> _Work to do_
Select every line in the entries that contains the word "white", and copy those lines.

(Some entries)
*****
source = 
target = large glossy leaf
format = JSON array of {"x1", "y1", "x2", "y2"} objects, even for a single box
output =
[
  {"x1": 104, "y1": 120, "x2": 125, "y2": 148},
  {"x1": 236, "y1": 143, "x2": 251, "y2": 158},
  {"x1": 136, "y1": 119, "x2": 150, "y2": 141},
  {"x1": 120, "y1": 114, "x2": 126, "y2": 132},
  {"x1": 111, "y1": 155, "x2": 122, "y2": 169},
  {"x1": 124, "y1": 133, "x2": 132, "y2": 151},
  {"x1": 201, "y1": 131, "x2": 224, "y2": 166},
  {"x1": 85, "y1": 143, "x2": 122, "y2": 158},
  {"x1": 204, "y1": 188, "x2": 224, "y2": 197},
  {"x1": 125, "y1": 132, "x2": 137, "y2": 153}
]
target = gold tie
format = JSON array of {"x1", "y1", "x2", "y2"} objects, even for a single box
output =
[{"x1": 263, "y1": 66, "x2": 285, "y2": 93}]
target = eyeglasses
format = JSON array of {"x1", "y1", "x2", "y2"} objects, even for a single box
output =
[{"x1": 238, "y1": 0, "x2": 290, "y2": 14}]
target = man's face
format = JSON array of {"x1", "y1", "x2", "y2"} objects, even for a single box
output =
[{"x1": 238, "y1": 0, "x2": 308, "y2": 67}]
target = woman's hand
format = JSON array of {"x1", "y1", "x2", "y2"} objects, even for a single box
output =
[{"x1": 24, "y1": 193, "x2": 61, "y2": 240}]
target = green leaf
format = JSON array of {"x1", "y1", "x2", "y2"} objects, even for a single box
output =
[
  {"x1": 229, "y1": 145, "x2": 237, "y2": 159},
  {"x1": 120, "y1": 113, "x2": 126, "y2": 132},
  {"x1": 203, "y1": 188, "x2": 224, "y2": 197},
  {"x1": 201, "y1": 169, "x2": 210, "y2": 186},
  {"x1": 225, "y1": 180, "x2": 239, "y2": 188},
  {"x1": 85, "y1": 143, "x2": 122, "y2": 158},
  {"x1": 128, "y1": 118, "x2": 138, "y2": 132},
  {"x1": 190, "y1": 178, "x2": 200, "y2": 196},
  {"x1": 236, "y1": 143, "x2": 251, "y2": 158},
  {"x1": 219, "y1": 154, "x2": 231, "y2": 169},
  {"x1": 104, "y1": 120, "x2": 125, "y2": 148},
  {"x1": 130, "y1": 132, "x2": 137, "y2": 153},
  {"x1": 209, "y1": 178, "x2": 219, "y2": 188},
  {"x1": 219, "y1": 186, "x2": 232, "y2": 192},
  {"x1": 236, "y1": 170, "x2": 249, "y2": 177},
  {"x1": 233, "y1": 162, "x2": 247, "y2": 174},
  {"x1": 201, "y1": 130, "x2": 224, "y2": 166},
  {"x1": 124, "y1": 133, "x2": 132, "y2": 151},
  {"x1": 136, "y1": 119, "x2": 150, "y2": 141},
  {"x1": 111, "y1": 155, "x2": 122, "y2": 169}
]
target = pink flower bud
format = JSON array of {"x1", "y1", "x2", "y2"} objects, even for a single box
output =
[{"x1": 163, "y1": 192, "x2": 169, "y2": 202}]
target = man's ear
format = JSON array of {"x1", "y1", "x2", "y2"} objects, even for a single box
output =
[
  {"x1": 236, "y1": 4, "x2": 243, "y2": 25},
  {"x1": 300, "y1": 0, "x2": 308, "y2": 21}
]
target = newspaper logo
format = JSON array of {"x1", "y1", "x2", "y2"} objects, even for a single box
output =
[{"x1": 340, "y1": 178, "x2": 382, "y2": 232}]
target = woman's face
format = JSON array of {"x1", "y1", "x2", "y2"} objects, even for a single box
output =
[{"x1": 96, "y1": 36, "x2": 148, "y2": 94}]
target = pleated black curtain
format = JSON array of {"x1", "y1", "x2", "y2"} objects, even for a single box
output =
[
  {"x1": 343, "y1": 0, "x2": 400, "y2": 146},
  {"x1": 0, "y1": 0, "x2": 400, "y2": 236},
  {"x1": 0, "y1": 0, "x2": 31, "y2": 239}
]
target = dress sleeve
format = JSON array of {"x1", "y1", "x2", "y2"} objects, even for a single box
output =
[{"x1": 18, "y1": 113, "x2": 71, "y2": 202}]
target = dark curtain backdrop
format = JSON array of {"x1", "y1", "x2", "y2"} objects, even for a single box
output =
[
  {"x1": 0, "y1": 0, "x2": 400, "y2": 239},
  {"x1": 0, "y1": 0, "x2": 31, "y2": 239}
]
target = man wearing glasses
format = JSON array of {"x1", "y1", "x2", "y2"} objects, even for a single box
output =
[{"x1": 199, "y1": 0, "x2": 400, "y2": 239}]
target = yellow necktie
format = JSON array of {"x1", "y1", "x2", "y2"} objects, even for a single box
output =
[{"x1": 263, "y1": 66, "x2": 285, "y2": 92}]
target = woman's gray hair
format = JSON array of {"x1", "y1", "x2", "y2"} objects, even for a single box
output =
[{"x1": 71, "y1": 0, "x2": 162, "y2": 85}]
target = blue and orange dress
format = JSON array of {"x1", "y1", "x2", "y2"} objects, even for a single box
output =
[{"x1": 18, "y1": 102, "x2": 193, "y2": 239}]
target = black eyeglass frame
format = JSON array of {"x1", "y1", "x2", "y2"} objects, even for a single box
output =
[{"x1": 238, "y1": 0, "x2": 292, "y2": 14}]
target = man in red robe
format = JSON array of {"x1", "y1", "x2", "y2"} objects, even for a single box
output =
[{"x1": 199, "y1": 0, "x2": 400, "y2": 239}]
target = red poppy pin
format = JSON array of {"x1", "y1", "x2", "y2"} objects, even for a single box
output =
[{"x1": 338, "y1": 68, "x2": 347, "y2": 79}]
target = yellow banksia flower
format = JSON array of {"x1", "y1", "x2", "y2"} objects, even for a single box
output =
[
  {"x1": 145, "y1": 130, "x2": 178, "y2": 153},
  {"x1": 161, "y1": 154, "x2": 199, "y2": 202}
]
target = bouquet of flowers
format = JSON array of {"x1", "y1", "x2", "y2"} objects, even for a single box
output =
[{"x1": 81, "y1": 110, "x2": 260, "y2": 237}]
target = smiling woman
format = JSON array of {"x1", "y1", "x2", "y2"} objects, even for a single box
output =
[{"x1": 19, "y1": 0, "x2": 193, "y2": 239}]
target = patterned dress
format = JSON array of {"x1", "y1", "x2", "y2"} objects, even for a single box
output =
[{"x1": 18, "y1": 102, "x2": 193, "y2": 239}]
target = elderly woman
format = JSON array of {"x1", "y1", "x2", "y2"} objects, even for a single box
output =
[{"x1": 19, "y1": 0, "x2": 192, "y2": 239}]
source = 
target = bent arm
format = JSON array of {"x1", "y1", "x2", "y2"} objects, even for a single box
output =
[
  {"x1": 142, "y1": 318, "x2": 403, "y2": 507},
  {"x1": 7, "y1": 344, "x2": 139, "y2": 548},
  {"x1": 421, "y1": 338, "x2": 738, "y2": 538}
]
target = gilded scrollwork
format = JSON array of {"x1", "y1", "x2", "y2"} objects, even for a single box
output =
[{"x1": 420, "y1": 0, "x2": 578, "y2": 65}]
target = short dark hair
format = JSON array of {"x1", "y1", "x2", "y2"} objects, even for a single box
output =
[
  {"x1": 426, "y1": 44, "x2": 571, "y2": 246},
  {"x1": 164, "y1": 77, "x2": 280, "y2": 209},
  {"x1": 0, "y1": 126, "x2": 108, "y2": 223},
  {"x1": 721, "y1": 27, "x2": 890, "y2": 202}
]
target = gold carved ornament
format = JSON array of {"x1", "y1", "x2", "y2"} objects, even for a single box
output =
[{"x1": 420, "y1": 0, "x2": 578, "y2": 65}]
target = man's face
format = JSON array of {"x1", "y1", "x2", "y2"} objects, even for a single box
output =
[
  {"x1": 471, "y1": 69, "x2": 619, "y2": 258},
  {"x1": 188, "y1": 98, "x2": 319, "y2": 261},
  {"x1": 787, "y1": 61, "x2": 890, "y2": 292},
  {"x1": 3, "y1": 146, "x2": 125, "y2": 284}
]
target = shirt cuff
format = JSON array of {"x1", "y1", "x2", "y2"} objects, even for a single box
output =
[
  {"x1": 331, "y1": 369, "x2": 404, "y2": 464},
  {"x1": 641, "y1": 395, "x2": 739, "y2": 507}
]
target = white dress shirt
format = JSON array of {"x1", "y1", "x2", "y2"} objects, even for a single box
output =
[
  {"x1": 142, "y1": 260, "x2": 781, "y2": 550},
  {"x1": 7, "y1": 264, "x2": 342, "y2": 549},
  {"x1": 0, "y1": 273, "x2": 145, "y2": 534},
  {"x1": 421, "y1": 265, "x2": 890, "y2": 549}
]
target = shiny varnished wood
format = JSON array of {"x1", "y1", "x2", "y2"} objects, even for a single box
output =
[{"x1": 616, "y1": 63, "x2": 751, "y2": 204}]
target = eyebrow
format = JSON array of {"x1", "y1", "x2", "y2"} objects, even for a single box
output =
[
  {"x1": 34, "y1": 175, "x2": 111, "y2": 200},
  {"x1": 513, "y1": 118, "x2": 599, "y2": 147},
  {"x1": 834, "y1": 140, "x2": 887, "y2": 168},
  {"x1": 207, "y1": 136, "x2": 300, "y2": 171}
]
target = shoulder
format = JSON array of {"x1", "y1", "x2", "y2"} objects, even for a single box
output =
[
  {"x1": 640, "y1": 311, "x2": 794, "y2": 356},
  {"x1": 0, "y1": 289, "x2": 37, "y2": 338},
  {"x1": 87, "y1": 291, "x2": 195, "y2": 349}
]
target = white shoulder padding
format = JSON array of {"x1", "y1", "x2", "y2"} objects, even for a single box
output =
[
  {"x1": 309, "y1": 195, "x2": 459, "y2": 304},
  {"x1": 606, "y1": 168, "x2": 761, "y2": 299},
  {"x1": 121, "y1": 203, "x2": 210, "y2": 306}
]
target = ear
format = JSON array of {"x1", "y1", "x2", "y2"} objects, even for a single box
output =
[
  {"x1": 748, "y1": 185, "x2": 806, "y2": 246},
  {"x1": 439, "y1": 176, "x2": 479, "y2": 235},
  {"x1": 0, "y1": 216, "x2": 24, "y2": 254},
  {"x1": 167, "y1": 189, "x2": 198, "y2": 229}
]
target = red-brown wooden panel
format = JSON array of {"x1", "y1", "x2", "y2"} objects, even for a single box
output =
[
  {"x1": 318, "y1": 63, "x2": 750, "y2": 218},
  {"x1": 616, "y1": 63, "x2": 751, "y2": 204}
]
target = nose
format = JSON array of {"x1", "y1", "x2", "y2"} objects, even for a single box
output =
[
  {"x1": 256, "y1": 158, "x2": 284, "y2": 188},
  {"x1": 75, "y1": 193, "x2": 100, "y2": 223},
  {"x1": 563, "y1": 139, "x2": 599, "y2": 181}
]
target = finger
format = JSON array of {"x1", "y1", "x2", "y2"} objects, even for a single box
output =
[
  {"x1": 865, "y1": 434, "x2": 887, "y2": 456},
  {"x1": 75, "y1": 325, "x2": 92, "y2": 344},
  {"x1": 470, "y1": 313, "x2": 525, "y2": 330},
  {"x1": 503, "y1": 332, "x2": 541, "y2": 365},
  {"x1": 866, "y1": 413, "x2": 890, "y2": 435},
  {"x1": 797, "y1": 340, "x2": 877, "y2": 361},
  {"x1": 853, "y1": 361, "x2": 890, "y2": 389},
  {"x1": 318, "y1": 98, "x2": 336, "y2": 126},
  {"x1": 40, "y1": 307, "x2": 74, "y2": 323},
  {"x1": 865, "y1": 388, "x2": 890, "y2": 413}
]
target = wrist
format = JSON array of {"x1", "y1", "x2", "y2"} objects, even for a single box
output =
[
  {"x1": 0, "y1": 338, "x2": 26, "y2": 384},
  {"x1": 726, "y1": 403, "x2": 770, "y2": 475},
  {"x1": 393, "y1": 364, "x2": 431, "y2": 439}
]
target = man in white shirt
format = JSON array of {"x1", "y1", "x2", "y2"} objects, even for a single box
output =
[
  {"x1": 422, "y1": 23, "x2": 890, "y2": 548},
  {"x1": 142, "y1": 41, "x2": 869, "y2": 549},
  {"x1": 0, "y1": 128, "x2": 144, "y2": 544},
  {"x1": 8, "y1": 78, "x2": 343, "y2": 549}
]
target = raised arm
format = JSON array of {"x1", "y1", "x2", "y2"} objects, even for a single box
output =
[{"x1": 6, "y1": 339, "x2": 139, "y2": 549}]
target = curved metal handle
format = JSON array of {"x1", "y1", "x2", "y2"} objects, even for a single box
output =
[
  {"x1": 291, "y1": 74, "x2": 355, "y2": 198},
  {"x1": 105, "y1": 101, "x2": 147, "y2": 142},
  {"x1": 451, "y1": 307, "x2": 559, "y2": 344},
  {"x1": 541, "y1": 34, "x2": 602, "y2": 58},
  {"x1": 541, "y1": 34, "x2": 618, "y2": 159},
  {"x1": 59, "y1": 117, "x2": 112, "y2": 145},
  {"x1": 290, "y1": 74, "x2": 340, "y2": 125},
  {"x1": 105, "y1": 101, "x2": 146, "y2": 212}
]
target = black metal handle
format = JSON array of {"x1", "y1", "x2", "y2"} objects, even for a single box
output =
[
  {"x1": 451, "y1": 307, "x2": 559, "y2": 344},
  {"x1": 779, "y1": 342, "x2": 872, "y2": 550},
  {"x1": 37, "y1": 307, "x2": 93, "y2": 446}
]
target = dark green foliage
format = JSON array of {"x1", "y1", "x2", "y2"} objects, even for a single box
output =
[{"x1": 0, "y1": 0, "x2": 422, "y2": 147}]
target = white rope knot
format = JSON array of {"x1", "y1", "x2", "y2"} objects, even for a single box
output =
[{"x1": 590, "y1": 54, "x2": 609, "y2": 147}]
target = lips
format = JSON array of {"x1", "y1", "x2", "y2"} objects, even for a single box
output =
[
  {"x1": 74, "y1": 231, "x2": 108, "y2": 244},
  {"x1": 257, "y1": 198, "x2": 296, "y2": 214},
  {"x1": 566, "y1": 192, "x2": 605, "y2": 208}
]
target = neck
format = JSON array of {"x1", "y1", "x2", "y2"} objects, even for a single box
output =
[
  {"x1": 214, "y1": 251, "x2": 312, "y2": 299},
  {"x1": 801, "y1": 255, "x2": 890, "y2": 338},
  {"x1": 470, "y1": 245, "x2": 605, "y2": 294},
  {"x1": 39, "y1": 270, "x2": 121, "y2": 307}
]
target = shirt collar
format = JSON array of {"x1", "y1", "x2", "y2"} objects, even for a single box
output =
*****
> _Reply to the task_
target = white dress shirt
target = white shoulder padding
target = man in white shirt
target = white rope knot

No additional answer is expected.